## Data section
= = = = = = =

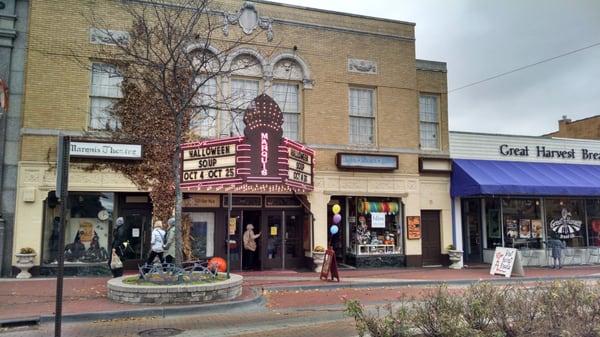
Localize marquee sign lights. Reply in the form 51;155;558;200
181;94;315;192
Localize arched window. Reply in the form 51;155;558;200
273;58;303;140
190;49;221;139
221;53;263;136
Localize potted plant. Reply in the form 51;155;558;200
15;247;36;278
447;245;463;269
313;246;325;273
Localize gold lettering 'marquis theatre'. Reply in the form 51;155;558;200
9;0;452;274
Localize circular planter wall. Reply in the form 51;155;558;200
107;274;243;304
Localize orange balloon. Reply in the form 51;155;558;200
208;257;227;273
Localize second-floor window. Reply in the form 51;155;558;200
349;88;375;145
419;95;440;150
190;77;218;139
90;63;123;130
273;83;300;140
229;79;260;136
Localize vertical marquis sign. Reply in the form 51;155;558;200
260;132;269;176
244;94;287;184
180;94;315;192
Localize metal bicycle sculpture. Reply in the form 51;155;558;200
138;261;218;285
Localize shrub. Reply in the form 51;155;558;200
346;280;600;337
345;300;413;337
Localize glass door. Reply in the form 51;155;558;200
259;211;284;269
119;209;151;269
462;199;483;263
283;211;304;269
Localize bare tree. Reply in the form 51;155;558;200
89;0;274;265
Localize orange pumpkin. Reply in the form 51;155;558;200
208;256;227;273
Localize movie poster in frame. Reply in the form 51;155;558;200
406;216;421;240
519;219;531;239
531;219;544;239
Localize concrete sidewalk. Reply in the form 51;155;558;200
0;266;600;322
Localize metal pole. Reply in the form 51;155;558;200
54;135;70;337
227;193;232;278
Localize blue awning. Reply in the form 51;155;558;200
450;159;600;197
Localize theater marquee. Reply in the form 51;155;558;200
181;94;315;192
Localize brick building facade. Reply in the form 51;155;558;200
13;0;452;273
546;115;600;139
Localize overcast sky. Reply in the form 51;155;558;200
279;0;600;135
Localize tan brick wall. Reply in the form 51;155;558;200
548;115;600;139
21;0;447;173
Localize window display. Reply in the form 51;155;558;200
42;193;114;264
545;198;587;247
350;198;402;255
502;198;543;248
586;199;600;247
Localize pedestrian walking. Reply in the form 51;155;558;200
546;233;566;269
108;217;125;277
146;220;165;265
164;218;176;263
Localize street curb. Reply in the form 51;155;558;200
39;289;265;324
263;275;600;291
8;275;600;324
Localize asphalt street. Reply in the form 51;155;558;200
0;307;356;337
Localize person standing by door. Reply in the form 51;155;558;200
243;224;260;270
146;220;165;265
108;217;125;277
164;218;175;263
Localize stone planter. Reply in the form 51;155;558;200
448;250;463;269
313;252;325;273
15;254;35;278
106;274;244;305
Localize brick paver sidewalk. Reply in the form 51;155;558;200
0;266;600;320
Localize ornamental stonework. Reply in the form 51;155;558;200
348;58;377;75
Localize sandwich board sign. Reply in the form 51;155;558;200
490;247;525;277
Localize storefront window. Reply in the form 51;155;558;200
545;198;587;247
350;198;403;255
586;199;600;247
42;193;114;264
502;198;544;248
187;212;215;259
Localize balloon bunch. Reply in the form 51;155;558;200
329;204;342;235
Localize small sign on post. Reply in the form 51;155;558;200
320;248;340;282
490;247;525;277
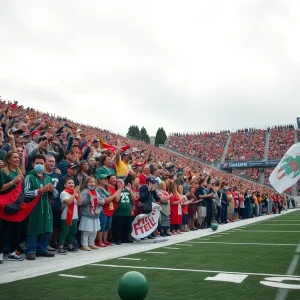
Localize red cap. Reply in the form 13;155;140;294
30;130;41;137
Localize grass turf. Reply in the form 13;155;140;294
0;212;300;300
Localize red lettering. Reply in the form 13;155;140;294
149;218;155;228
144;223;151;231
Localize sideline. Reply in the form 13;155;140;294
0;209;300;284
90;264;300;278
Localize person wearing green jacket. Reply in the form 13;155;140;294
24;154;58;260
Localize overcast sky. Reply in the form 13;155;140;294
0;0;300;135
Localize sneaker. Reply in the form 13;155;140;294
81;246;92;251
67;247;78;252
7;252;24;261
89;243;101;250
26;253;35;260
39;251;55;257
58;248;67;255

= = = = = = =

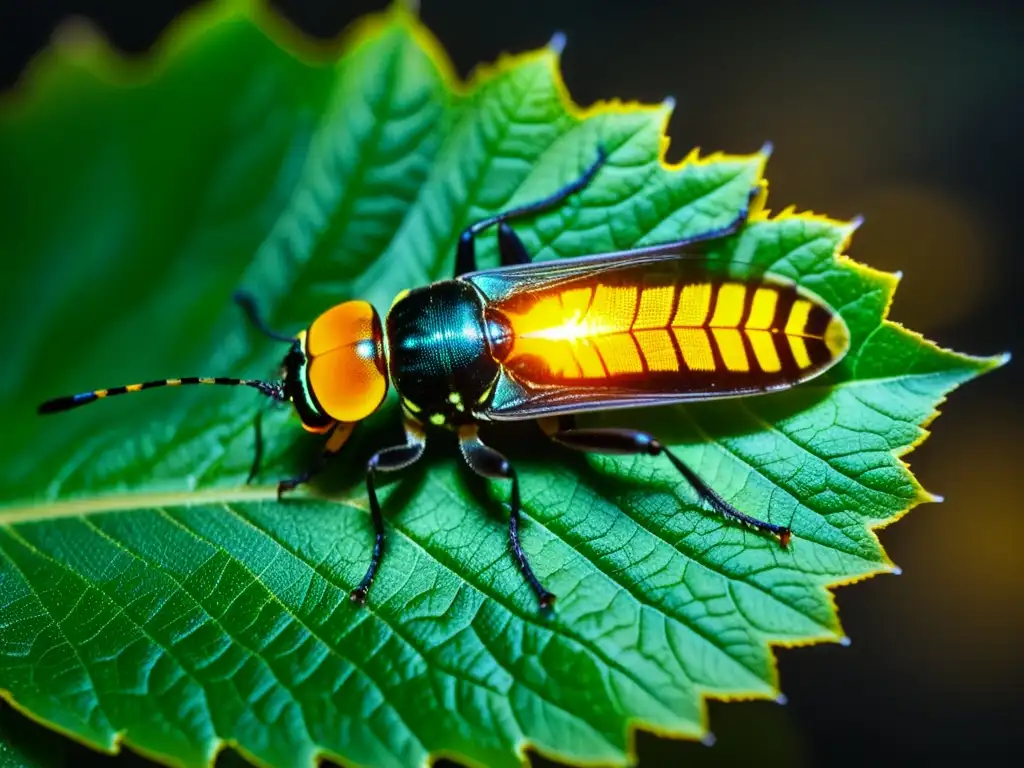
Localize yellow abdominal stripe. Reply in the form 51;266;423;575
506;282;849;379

= = = = = = =

Quote the material word for word, starting with the line containing "Localize gold lettering" and continuing through the line containing "164;218;175;263", with both of those lines included.

Localize gold lettering 'marquis theatre'. Reply in the form 51;155;558;200
9;0;452;274
Localize circular planter wall. Reply in the form 51;155;558;200
107;274;243;304
Localize orange balloon. Reply in the form 51;155;558;200
208;257;227;273
Localize second-floor window. Reply in the form 51;155;558;200
349;88;375;145
419;95;440;150
190;77;218;139
90;63;123;130
273;83;300;140
229;79;260;136
Localize vertical marquis sign. Reply in the form 51;155;558;200
260;132;269;176
244;94;287;184
180;94;315;192
Localize metal bicycle sculpture. Reply in the form 51;155;558;200
138;261;218;285
Localize shrub. Reply in the form 51;155;558;200
346;280;600;337
345;300;413;337
Localize glass door. Reply in the form 51;155;558;200
259;211;284;269
119;209;151;269
462;199;483;263
283;211;304;269
Localize bare tree. Reply in the form 51;155;558;200
89;0;274;265
Localize orange pumpkin. Reply in the form 51;155;558;200
208;256;227;273
Localize movie poster in frame. Reply in the form 51;155;558;200
406;216;421;240
519;219;531;239
531;219;544;239
Localize concrete sidewalk. Reply in the form 51;155;558;200
0;266;600;322
Localize metal pole. Reply in the form 51;155;558;200
54;135;70;337
227;193;232;278
Localize blue awning. Reply in the form 51;155;558;200
450;159;600;197
Localize theater marquee. Reply in the form 51;155;558;200
181;94;315;192
Localize brick building facade. Reply in the form 51;155;558;200
13;0;452;273
546;115;600;139
Localize overcast sky. Reply in the form 51;155;558;200
279;0;600;135
Localize tan brick wall. Reply in the form 51;155;558;200
548;115;600;139
21;0;447;173
Localize window display. Reply in the form 51;155;558;200
42;193;114;264
545;198;587;247
350;198;402;255
502;198;543;248
586;199;600;247
Localize pedestrian walking. Reply in the form 51;155;558;200
546;233;566;269
108;217;125;277
146;220;165;265
164;218;176;263
Localize street curb. Reply in the form 51;155;558;200
39;289;265;324
263;275;600;291
8;275;600;324
Localize asphalt street. Reply in the form 51;155;558;200
0;307;356;337
Localize person standing by door. Reply in the form 51;155;558;200
243;224;260;270
146;220;165;265
108;217;125;277
164;218;175;263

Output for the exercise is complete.